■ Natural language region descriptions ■
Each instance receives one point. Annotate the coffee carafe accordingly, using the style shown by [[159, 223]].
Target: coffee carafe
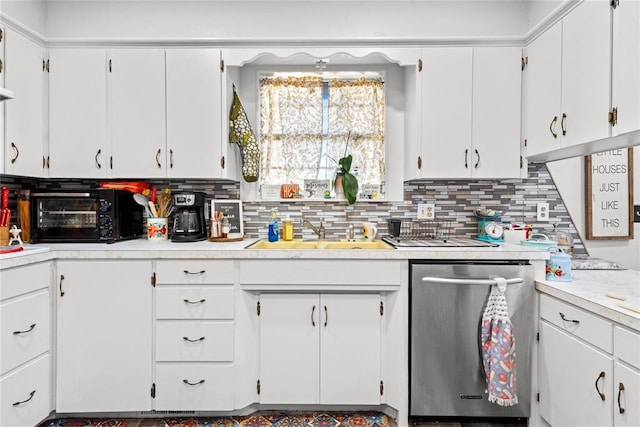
[[188, 223]]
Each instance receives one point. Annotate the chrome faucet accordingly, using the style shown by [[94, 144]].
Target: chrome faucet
[[320, 232]]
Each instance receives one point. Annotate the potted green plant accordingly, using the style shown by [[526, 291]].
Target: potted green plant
[[344, 176]]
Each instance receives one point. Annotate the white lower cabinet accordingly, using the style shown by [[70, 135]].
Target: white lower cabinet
[[194, 387], [194, 335], [104, 336], [26, 394], [589, 368], [25, 333], [320, 348]]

■ PROBLEM STATEMENT ■
Search the entries for the string "Annotate". Copy every line that has it.

■ YOUR RESPONSE ■
Each instance receives one point. Annotate the coffee carafe accordingly, using the style shown by [[159, 223]].
Each instance receives one point. Annotate the chrome faucet accordingly, using the style shown by [[94, 144]].
Each instance receives one point. Annotate the potted green plant accordingly, using the style shown by [[526, 291]].
Each instance receives one point. Annotate the white lower cabinet accordingly, using the style shown by [[70, 135]].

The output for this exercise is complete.